Document:

**********

Sharding state with Discovery and Adaptive Range Filter ads

made in TXRX research team

It’s a reply to @pipermerriam’s Explorations into using DHT+SkipGraph for chain and state data retrieval. Piper has been gradually researching this topic starting with The Data Availability Problem under Stateless Ethereum post and several other related articles. Thanks for pushing it forward! There are several issues connected with sharded state and routing (lookup and discovery of current state and history objects) is one of them and should be solved by Discovery protocol. However, I want to oppose the way it’s attempted to be answered.

Why it’s important

Current state of Ethereum is already huge and continues to grow. Even non-archive nodes require 300Gb of space to be in sync and this number is getting bigger and bigger every day. Though Ethereum 2.0 is going to solve part of the problems with its shards, Ethereum 1.0 is going to be single shard in it and the accumulated user base will be the guarantee of “Shard 0” further expanding. Even if other shards will keep small size for a while after creation, the future is the same for all: shard size is very big to keep it’s whole state and historical data on disk by regular users.

Yes, we could move to the point where core blockchain p2p consists only of full nodes maintained by Consensys, Infura, Ethereum Foundation and few other well known authorities in order to back their services, but it’s not a way blockchain should look like. Decentralization is the crucial feature of Ethereum and all other non-private blockchains. When you require to have free 300Gb (and growing) SSD drive space and an hour to reach a recent state after overnight of downtime, you restrict nodes to professional members. And the more you raise the bar, the bigger share of professional members you have in the network.

We are not using 3rd party service to download torrent, because torrents are p2p network, and you just start torrent client and use it directly, but we are using 3rd party services to send Ethereum transaction with some middleware and decreased security of the underlying layer, because client requirements are overwhelming for our laptops. And SP (State Providers) doesn’t solve this issue, because SP are professional members who need proper hardware to run service and expect return of their investments in hardware and bandwidth. Which means its deeper move to the blockchain core consisting of only professional members. Yeah, it’s better than having several big companies keeping state, because it could attract smaller funds, but it’s already not the kind of decentralization we may expect from a public blockchain.

What could be wrong with stateless

The ability to make clients with limited hardware capabilities be full-fledged members of a network is not only a handy UX feature, but it’s a base decentralization requirement. We already have just 7,000 peers in the Ethereum Mainnet network while torrent clients are used by dozens of millions users without middleware. And it’s not disputed that the number of active Ethereum users is way bigger than 7,000.

While Ethereum 2.0 offers a sharding approach, state network API is not yet created and some goals are challenging and not solved yet, as we want validators to be stateless. Even on this side, we still don’t have a history and state storage scaling solution within one shard. And as we expect that Ethereum 1.0 is going to be one single shard we are still with the same issue: only professional members could be able to follow it due to storage and bandwidth requirements. Though Ethereum 2.0 makes historical data needed only for professional members and not needed for the sync with introduction of weak subjectivity, the current state is still valuable for all.

Here we come to the idea of partial state clients. They are not explicitly defined when we split members to stateful or full nodes (part of them could be State Providers) and stateless clients, they are part of stateless clients in this classification, but they could be a core part of the network without state providers in absence of functioning incentivization solution. If we get millions of peers like in torrents, they could serve another millions of fully stateless clients without concerns, improve decentralization and give users a better UX.

**********

Dataset extract:
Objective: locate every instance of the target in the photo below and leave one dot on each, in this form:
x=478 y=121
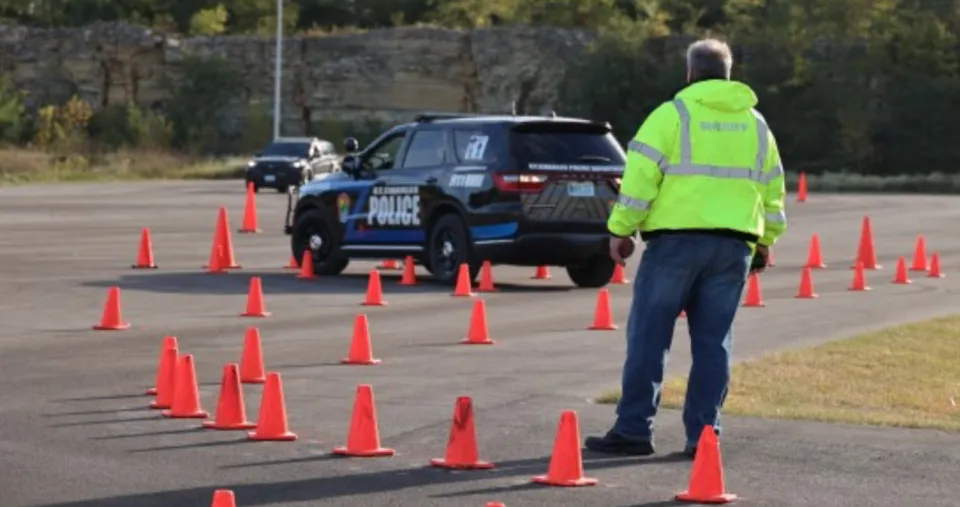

**********

Task requirements: From the post on sharding state above, quote the passage that begins with the words containing "Sharding state with" and ends with "to be answered.", copying it word for word.

Result below:
Sharding state with Discovery and Adaptive Range Filter ads

made in TXRX research team

It’s a reply to @pipermerriam’s Explorations into using DHT+SkipGraph for chain and state data retrieval. Piper has been gradually researching this topic starting with The Data Availability Problem under Stateless Ethereum post and several other related articles. Thanks for pushing it forward! There are several issues connected with sharded state and routing (lookup and discovery of current state and history objects) is one of them and should be solved by Discovery protocol. However, I want to oppose the way it’s attempted to be answered.